Given data Block Start

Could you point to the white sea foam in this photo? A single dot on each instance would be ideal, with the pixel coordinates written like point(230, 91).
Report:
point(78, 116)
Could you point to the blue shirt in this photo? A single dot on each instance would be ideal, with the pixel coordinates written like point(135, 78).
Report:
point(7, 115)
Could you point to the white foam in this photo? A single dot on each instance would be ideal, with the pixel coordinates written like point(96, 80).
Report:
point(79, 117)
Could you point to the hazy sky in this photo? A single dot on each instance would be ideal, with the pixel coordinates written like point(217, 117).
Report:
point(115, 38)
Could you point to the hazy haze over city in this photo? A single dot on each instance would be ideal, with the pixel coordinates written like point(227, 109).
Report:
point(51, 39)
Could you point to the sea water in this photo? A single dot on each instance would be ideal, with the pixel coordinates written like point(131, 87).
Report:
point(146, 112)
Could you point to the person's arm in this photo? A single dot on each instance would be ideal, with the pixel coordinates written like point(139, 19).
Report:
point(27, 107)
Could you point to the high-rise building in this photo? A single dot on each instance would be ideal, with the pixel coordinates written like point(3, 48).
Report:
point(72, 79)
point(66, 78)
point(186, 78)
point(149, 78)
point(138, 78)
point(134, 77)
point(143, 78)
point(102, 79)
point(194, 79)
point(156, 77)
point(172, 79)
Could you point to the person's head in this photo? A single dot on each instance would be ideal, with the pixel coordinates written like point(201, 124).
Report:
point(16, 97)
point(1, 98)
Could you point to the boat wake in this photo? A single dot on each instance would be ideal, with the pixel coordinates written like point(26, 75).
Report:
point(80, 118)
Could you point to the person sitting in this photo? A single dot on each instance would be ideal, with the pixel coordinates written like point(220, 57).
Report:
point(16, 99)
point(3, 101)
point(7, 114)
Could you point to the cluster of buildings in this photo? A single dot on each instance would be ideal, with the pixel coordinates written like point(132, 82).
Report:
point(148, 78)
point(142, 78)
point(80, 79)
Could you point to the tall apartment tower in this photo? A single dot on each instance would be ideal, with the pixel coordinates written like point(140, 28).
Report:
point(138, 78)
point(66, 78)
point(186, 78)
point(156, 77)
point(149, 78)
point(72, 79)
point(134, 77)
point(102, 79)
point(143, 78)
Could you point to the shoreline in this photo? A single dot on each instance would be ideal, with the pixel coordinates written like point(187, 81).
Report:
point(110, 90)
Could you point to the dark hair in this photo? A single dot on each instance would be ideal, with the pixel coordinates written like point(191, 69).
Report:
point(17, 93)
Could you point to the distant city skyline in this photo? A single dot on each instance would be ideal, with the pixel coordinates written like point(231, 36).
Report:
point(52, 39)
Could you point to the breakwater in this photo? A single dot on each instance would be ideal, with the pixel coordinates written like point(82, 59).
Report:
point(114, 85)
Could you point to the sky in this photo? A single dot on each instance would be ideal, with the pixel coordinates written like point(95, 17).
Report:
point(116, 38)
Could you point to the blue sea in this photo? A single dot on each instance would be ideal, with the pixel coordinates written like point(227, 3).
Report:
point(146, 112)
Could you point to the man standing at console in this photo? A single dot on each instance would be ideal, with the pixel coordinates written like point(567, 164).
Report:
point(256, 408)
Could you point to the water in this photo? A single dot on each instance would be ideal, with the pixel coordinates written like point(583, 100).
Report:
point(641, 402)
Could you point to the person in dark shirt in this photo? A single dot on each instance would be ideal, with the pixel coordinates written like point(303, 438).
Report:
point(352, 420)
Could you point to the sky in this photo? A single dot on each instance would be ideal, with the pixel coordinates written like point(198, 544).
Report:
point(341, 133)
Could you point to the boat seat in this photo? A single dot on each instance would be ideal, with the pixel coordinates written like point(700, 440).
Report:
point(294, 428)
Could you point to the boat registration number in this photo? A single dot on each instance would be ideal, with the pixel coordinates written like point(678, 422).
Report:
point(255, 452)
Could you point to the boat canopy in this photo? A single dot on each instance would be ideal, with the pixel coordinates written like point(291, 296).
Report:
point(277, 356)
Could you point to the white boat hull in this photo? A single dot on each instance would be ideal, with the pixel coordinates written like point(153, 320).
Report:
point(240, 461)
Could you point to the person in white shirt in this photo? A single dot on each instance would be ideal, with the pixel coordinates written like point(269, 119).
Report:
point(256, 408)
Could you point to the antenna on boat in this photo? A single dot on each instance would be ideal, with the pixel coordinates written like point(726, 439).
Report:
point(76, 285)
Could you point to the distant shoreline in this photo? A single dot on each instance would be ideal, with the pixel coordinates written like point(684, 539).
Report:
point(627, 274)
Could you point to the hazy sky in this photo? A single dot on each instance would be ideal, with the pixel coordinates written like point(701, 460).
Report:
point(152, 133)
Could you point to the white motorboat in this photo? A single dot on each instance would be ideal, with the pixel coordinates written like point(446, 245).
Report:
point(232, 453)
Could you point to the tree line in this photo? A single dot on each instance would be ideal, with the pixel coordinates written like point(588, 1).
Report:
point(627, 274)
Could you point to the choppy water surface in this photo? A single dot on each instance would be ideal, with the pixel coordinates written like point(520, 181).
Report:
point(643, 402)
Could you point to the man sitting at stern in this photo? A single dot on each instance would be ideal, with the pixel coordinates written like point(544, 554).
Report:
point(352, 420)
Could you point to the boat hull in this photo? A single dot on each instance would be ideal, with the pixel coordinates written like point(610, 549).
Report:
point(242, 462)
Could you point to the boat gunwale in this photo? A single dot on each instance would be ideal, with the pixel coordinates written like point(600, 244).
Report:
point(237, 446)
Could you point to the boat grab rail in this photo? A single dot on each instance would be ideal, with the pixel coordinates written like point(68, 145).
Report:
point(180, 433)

Given data Block End
Given data Block Start

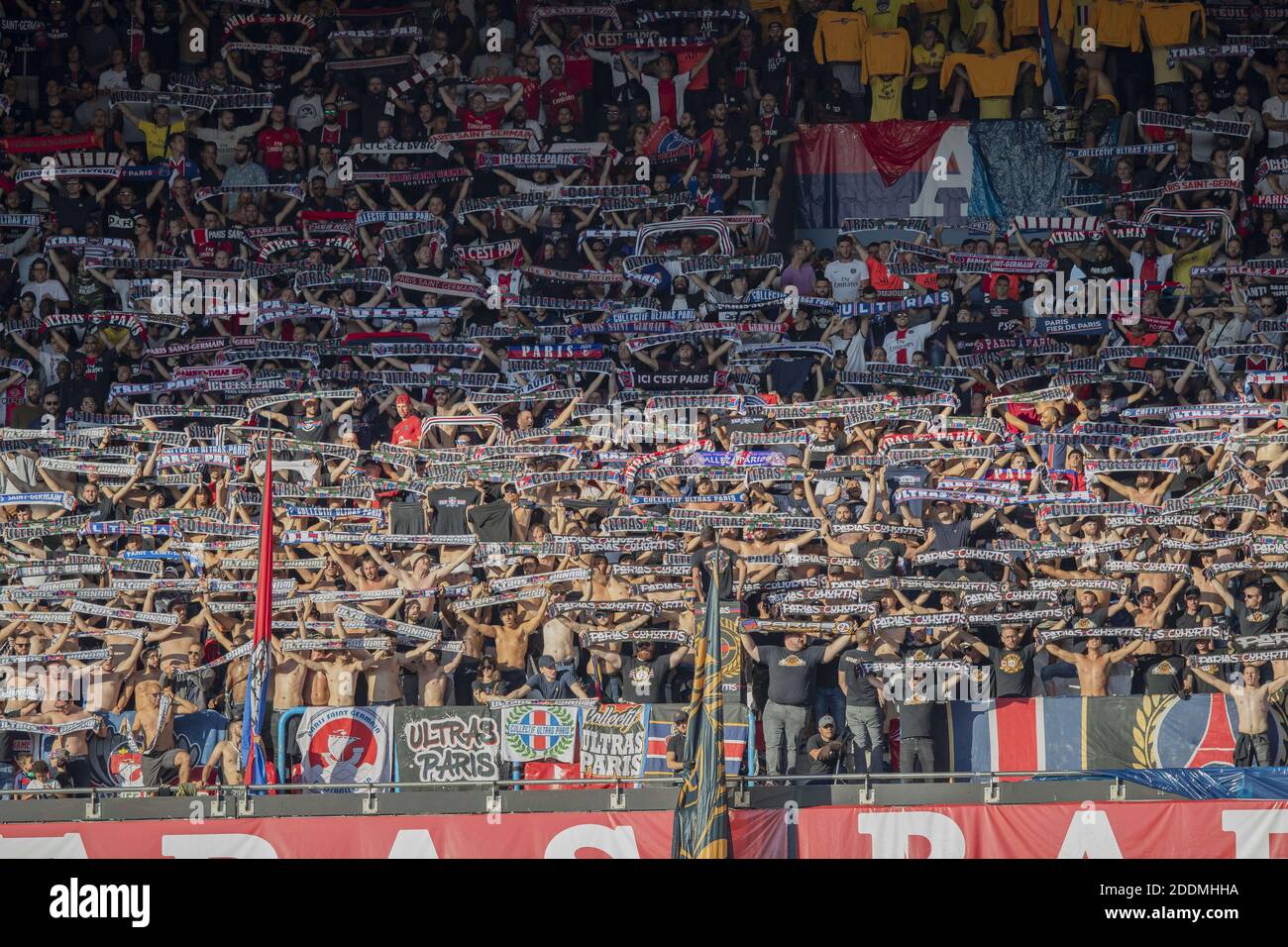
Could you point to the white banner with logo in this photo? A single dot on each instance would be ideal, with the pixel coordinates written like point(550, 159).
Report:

Given data Block End
Given data Block Start

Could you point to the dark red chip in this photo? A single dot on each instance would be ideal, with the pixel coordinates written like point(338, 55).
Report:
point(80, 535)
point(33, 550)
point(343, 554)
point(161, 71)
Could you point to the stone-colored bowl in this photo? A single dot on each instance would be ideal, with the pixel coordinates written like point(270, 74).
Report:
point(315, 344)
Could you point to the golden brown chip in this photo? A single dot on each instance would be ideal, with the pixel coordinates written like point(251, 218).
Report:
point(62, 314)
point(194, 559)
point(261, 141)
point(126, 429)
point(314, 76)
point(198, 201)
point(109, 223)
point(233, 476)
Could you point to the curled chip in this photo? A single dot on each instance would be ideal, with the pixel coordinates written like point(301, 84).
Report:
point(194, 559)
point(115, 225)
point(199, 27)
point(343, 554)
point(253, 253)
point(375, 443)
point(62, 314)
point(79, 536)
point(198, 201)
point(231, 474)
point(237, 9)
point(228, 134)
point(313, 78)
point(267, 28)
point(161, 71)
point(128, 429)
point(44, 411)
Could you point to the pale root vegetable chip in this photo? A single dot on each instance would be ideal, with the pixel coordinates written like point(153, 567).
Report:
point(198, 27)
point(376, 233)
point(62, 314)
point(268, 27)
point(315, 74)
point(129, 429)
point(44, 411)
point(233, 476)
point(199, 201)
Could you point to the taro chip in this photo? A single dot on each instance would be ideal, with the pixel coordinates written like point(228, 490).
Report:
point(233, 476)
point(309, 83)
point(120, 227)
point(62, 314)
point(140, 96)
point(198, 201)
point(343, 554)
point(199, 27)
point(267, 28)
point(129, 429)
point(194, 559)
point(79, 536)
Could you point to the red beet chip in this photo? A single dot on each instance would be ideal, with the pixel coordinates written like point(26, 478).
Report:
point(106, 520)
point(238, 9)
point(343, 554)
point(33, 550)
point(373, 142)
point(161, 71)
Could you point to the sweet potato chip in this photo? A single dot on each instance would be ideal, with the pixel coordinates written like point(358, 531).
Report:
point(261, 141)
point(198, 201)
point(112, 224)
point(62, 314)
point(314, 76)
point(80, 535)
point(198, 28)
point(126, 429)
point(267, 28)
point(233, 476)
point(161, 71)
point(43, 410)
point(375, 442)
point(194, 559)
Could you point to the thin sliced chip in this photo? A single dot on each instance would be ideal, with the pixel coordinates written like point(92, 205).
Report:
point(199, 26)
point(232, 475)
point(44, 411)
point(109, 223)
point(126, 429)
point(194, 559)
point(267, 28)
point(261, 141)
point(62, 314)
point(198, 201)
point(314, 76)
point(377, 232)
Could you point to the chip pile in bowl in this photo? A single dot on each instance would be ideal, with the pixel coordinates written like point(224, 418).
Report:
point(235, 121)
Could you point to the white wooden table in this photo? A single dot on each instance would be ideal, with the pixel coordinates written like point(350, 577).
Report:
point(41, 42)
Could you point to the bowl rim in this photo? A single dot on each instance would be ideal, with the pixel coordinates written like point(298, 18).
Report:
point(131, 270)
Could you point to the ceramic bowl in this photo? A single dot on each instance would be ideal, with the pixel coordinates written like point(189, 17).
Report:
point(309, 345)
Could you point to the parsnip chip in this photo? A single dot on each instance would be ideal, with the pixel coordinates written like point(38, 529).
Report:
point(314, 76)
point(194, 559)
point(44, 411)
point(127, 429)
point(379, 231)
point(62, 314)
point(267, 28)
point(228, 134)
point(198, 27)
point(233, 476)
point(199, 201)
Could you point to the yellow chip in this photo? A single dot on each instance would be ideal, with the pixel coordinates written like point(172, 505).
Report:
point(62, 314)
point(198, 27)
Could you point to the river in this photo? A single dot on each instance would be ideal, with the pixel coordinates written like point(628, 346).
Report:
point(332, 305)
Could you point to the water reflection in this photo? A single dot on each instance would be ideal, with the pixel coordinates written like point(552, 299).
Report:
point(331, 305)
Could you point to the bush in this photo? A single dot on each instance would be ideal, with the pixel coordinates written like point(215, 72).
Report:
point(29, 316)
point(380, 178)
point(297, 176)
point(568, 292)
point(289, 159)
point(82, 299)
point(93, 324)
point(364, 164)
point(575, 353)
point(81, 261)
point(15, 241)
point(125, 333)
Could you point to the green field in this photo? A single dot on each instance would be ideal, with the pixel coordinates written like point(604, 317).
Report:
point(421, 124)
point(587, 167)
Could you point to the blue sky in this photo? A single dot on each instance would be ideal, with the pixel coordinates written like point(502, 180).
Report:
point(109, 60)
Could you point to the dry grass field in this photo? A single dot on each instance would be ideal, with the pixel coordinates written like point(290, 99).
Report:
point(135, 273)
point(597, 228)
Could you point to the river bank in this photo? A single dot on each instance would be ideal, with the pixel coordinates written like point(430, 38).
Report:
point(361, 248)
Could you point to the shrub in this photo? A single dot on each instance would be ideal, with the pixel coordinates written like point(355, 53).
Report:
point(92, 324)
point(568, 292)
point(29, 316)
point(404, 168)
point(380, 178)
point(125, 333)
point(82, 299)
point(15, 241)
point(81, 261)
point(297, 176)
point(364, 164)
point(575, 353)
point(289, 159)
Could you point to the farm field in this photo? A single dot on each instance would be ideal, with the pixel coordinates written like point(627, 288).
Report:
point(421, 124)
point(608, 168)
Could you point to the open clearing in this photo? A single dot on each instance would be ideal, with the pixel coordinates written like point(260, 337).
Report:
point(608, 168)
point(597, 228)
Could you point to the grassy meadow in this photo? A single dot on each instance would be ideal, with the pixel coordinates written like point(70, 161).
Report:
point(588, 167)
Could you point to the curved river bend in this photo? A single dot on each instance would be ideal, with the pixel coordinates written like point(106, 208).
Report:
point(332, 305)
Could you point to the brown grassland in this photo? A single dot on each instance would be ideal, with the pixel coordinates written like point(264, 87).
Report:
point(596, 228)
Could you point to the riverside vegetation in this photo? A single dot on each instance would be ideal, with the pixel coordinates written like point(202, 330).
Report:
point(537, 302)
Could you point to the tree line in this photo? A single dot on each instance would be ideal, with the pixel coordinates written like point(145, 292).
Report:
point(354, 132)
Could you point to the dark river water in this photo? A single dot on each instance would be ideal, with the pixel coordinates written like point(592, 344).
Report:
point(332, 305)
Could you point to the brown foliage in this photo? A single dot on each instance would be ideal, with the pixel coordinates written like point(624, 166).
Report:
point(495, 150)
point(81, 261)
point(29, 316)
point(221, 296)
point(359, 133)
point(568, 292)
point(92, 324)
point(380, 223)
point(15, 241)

Given data Block End

What the task requires: Show the lines of the entries that include the string "distant", copying each in full.

Exercise output:
Could you point to the distant city skyline in this photo? A single dot on each instance would be ideal, with the pixel coordinates written like point(231, 36).
Could you point to the distant shoreline in this photo? A single dot on each instance would be ideal, with the pixel coordinates written like point(684, 539).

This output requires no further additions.